• **Provided material**
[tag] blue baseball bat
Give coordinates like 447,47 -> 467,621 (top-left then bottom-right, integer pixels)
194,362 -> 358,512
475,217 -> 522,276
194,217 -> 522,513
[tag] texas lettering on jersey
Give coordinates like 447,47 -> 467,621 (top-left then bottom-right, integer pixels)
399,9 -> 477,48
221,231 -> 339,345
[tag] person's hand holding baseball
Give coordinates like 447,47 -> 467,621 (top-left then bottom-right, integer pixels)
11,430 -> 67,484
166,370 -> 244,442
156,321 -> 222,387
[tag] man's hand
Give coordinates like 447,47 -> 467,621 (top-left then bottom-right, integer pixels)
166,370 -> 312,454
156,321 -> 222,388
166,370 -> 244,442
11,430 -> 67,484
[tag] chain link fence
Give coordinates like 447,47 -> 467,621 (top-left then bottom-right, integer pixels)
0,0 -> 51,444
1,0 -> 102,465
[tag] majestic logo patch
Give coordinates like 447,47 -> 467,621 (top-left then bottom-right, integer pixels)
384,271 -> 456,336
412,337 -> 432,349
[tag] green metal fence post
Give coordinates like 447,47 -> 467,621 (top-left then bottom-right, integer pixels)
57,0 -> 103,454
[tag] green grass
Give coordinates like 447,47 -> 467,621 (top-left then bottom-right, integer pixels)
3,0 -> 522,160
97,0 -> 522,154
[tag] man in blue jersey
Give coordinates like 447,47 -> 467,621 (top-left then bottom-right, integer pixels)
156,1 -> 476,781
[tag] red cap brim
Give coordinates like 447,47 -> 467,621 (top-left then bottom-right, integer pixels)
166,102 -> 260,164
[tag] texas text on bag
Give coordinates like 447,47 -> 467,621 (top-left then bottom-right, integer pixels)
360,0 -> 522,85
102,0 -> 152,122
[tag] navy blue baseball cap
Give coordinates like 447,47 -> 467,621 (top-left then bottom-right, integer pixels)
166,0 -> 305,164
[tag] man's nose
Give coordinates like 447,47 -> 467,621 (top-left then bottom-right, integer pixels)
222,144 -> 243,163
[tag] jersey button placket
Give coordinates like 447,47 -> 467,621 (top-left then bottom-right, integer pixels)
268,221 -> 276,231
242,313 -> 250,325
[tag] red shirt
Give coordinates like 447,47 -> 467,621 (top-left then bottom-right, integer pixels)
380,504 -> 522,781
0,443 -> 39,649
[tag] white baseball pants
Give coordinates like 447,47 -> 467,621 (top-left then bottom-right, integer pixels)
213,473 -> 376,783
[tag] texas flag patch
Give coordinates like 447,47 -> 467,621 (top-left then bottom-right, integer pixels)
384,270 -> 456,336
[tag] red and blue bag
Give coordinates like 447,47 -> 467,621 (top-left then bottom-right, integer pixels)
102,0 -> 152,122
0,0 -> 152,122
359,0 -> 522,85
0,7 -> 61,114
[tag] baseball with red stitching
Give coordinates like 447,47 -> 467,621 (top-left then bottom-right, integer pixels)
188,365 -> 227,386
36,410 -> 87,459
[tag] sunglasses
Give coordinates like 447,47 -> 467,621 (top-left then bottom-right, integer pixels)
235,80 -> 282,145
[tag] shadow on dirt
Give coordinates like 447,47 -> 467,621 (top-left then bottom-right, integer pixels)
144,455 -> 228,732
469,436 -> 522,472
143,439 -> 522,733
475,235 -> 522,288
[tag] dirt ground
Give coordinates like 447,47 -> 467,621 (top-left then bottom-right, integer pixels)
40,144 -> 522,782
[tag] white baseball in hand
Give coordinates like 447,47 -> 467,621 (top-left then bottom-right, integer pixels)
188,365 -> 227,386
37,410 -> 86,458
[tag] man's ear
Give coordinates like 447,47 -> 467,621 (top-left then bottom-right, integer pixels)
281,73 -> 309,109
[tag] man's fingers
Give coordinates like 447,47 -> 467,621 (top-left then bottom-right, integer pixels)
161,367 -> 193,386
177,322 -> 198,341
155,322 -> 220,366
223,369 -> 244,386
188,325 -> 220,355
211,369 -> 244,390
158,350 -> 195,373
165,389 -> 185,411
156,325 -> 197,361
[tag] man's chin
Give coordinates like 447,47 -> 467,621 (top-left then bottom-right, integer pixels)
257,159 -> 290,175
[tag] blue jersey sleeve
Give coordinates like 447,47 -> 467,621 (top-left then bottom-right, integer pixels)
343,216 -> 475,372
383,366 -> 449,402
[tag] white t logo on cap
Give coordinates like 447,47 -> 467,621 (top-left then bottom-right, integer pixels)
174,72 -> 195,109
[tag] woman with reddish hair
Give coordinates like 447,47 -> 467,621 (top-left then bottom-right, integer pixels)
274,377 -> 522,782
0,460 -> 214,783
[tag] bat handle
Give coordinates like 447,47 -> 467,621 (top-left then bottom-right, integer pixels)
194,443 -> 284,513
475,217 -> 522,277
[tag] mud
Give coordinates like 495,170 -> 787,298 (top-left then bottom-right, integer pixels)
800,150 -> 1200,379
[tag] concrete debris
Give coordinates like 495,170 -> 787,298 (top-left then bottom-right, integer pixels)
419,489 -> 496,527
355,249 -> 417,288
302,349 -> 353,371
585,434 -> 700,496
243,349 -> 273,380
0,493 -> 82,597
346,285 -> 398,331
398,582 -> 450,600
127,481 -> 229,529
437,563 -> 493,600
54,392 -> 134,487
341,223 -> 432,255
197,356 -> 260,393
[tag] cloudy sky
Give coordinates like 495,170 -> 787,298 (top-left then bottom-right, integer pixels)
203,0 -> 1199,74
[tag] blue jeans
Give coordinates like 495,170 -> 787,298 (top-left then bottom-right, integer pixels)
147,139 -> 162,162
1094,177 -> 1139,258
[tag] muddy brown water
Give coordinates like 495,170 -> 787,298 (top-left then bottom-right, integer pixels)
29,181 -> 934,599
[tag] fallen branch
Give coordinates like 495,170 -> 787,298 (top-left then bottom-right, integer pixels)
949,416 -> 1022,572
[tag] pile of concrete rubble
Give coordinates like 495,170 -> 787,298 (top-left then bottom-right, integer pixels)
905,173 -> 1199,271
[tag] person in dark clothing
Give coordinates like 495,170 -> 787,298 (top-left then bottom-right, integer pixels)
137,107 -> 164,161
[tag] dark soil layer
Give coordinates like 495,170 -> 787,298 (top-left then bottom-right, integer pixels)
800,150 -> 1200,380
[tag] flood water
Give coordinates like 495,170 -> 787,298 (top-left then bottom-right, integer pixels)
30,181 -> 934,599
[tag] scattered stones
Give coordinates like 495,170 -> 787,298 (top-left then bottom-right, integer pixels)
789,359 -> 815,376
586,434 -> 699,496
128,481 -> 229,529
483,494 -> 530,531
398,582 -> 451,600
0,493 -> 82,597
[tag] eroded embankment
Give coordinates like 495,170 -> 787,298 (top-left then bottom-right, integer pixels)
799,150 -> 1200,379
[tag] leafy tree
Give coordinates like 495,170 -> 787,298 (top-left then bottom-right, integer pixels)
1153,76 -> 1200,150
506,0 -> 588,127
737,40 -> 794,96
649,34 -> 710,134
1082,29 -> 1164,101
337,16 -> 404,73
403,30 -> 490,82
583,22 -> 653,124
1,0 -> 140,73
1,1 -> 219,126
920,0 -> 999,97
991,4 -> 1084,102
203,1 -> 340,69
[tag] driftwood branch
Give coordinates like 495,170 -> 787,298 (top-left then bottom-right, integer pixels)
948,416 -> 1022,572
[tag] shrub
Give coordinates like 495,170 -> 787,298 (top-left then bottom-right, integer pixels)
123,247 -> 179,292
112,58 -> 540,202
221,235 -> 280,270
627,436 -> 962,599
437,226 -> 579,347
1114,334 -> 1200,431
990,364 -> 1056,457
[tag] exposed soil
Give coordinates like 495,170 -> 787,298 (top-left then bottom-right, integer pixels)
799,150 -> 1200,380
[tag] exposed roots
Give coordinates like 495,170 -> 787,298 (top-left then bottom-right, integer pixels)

• **About this exercise**
Where the line with "[tag] majestic logo patch" ends, your copy should end too; please return exactly the lines from the first line of the data through it.

• **Output of the task**
[tag] blue baseball bat
Give coordinates like 447,47 -> 467,621 (top-left then bottom-right, integer pixels)
194,362 -> 358,512
475,217 -> 522,276
194,217 -> 522,513
[tag] texas lettering on jersey
Give coordinates like 447,47 -> 467,621 (top-left then bottom-right, integer pixels)
399,9 -> 477,48
221,231 -> 339,345
[tag] person's hand holding baseball
Give coordinates like 447,47 -> 467,621 (top-left then bottom-right, integer pixels)
11,430 -> 67,484
166,370 -> 244,442
156,321 -> 222,387
[tag] man's hand
Give coordinates like 447,47 -> 467,621 (top-left then bottom-right, integer pixels)
166,370 -> 312,454
156,321 -> 222,388
166,370 -> 244,442
11,430 -> 67,484
[tag] chain link fence
Give coordinates like 447,47 -> 467,621 (top-left then bottom-right, integer pixels)
0,0 -> 51,444
1,0 -> 102,465
[tag] majestic logo patch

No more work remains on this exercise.